SET EXERCISE. Find every line in the listing below that contains the word "cross", and copy each of those lines out.

DATASET CONTENT.
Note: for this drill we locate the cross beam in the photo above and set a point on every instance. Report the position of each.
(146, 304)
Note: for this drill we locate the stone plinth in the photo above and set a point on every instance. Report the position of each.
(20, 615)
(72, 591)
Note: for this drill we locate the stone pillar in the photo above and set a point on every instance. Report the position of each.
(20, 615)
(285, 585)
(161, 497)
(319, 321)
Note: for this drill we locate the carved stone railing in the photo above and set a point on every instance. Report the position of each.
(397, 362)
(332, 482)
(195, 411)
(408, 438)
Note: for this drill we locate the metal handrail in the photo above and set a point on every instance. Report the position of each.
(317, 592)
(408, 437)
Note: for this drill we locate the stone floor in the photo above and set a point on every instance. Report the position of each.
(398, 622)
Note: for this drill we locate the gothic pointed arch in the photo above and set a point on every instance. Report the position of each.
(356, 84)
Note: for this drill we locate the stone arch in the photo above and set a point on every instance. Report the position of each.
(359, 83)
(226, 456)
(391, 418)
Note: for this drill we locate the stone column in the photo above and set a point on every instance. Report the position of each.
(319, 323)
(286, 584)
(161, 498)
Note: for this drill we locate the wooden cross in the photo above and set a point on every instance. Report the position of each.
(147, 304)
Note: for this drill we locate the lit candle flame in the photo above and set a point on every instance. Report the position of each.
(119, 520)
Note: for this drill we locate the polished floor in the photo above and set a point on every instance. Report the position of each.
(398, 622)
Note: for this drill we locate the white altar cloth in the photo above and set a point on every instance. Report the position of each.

* * *

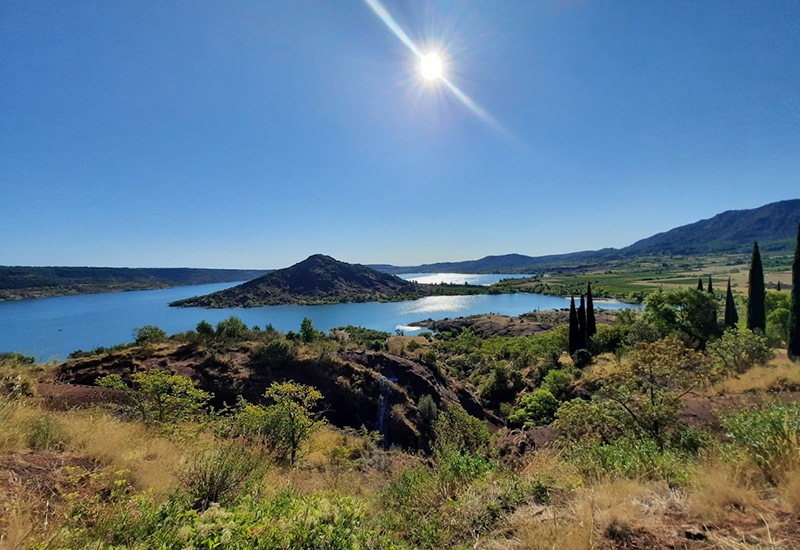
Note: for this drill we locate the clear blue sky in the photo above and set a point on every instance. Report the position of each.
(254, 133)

SOLUTION.
Note: for this drill we locate the cross beam in the photo above and set a point on every instance. Report the position of each.
Note: for this drill we locate the wooden cross in the photo above and set a point on every instance. Report the position of each.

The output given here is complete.